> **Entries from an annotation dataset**

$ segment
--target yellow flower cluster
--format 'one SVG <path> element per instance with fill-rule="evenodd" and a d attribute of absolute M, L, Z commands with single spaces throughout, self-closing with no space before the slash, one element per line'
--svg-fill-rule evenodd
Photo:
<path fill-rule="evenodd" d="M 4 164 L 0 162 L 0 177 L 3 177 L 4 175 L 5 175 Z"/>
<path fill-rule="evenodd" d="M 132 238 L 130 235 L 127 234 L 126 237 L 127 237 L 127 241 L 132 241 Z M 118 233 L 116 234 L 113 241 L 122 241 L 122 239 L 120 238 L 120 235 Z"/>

> **OBJECTIVE**
Rename "yellow flower cluster" to "orange flower cluster" throughout the entries and write them out again with everything else unchanged.

> **FULL ANSWER**
$ segment
--target orange flower cluster
--format 'one SVG <path> element per instance with fill-rule="evenodd" and a d attribute of absolute M, L, Z commands with single spaces throughout, self-closing with no space before the slash, one element per line'
--svg-fill-rule evenodd
Photo:
<path fill-rule="evenodd" d="M 4 164 L 0 162 L 0 177 L 3 177 L 4 175 L 5 175 Z"/>
<path fill-rule="evenodd" d="M 132 238 L 130 235 L 127 234 L 126 237 L 127 237 L 127 241 L 132 241 Z M 118 233 L 116 234 L 113 241 L 122 241 L 122 239 L 120 238 L 120 235 Z"/>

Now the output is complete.